Goal:
Rewrite the material below, swapping each "thickest part" for "widest part" and keeping everything else the same. Omit the pictures from your answer.

Extracted data entries:
┏━━

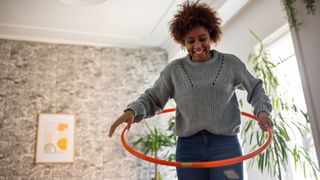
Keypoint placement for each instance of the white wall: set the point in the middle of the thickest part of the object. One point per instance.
(307, 46)
(263, 18)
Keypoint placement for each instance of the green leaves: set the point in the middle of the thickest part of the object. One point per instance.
(291, 12)
(287, 118)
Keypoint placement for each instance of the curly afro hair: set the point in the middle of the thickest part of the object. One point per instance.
(193, 14)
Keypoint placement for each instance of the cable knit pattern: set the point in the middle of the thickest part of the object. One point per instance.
(204, 93)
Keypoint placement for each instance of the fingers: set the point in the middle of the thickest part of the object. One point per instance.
(264, 121)
(126, 117)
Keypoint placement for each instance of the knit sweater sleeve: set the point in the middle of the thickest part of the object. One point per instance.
(154, 99)
(256, 94)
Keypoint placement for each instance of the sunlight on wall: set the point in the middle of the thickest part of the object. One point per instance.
(290, 85)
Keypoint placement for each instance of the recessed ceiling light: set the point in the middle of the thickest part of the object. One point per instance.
(81, 2)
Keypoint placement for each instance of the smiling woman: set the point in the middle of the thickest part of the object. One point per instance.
(203, 85)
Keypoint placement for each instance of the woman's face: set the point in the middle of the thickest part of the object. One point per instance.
(197, 42)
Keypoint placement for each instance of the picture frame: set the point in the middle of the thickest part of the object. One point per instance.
(55, 141)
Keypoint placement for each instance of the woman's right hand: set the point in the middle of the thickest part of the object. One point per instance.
(125, 117)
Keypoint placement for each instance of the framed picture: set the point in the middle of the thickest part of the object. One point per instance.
(55, 138)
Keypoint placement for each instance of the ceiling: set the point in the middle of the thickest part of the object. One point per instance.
(109, 23)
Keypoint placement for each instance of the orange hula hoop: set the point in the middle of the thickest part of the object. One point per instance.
(209, 164)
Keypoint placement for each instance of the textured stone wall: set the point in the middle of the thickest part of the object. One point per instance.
(94, 83)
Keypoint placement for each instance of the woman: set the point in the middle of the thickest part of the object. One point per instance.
(203, 86)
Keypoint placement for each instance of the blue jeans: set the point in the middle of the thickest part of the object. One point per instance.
(205, 146)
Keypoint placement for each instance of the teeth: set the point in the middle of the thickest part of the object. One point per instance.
(199, 52)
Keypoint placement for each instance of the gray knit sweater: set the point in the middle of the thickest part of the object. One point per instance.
(204, 93)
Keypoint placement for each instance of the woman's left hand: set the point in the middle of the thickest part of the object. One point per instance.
(264, 121)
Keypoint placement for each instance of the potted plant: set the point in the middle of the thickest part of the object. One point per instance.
(155, 140)
(287, 119)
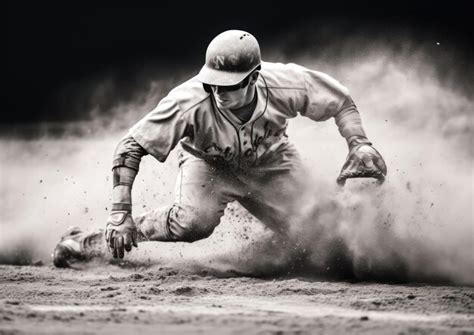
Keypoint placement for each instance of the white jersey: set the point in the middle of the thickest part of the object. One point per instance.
(190, 116)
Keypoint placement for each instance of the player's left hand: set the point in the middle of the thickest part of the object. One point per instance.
(363, 161)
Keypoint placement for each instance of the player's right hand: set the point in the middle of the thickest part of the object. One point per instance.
(120, 233)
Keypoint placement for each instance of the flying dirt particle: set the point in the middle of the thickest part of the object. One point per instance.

┗━━

Answer to the exercise:
Keypoint placement for each instance of the white wall: set the point in the middle of the widest part of the object. One point per instance.
(307, 46)
(263, 18)
Keypoint placement for each instance of the green leaves: set the point in the middle of the widest part of the object. One point per instance.
(291, 12)
(287, 118)
Keypoint placement for each instance of the curly afro hair: set the point in the middle of the widest part of the object. One point per instance.
(193, 14)
Keypoint placement for each instance of the cable knit pattern: set the point in the middle of the widest part of the object. One point per instance.
(204, 93)
Keypoint placement for each instance of the fingers: set the point in the middle of the widest part of the object. One point per instance.
(264, 121)
(126, 117)
Keypoint placement for each instance of the knit sweater sleeve: set the point in the middle of the widest part of the object. One point per instance.
(154, 99)
(256, 94)
Keypoint placement for each instance of the sunlight on wall: set the point in the middle of the widest part of the object. One point per instance.
(290, 85)
Keypoint placement for each instance of the recessed ceiling light: set the point in the middle of the widest part of the object. One point per instance.
(81, 2)
Keypoint placement for each instance of the smiling woman: set the point in the middle of the widest part of the object. One point per instance.
(203, 85)
Keypoint placement for each instance of the woman's face: set the point in the middle of the widest part of the object. One point per instance.
(197, 42)
Keypoint placement for each instance of the picture frame: set the point in the middle of the widest part of the object. One point per instance.
(55, 141)
Keypoint placement for each instance of the woman's right hand: set the point in the middle of the widest part of the object. One point per instance.
(125, 117)
Keypoint placement for each instance of the framed picture: set the point in the middle of the widest part of the object. One point per instance.
(55, 138)
Keypoint placement for each instance of the ceiling: set the point in the middle of the widest part of the object. One point per instance.
(109, 23)
Keypoint placement for each instance of the orange hula hoop: set the point in the middle of the widest part of the object. One point per instance.
(209, 164)
Keypoint placement for each instance of the textured stone wall: set the point in the middle of the widest part of the object. One point per instance.
(94, 83)
Keypoint placement for each instance of the woman: set the point in the middle of the widest part of the object. One point per instance.
(203, 86)
Keypoint placement for each instance of the blue jeans: set the point in the middle of the widest part of the object. One point per instance.
(205, 146)
Keypoint placement for each instance of the teeth: set the point in the middle of the widest part of the object. One point per instance.
(199, 52)
Keypoint placement for each instance of the gray knit sweater: set the point in the middle of the widest part of the object. One point per instance.
(204, 93)
Keypoint placement for each instance of the woman's left hand: set the point in the middle of the widest part of the object. One point per instance.
(264, 121)
Keypoint placement for each instance of the potted plant: set the point in the middle of the widest part of the object. One point per instance.
(155, 140)
(287, 119)
Keypoint placement for each instance of the white jersey: set the point in the middle of the widest part of the object. One point per instance.
(190, 116)
Keypoint placement for each instance of the player's left hand: set the point in the middle of the widest part of the object. One point per instance.
(363, 161)
Keypoint placement for each instance of the player's right hand: set the point in the middle of the widest part of the object. One point per instance.
(120, 233)
Keypoint placement for each instance of the flying dirt particle: set the point in the middle of the widest part of the object. One point per instance.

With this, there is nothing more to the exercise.